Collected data
# # #

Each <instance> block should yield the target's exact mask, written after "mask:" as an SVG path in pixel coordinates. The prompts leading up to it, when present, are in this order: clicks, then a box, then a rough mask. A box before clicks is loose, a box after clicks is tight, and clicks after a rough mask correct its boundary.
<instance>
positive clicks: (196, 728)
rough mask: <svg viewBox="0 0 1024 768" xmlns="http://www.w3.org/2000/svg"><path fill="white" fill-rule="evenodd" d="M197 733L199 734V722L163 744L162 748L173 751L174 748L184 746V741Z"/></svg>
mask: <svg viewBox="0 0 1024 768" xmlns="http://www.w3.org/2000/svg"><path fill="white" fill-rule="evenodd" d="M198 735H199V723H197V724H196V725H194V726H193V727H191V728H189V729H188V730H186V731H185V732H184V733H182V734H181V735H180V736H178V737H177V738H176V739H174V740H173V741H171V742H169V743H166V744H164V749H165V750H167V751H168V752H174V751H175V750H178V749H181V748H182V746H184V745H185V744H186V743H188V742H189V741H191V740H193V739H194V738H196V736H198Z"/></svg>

# # #

WORK TO COMPLETE: Recast every line of the entries above as a Markdown table with the columns "Row" and "Line", giving each line its row number and skipping blank lines.

EXERCISE ANSWER:
| Row | Line |
|---|---|
| 1 | Each <instance> block should yield the target's exact mask, written after "mask:" as an SVG path in pixel coordinates. The prompts leading up to it, when present, are in this order: clicks, then a box, then a rough mask. A box before clicks is loose, a box after clicks is tight, and clicks after a rough mask correct its boundary. |
| 2 | <instance> |
| 3 | positive clicks: (196, 728) |
| 4 | rough mask: <svg viewBox="0 0 1024 768" xmlns="http://www.w3.org/2000/svg"><path fill="white" fill-rule="evenodd" d="M197 733L199 734V722L163 744L162 748L173 751L174 748L184 746V741Z"/></svg> |
| 5 | mask: <svg viewBox="0 0 1024 768" xmlns="http://www.w3.org/2000/svg"><path fill="white" fill-rule="evenodd" d="M198 735H199V723H197V724H196V725H194V726H193V727H191V728H189V729H188V730H186V731H185V732H184V733H182V734H181V735H180V736H178V737H177V738H176V739H174V740H173V741H171V742H169V743H166V744H164V749H165V750H167V751H168V752H174V751H175V750H178V749H181V748H182V746H184V745H185V744H186V743H188V742H189V741H191V740H193V739H194V738H196V736H198Z"/></svg> |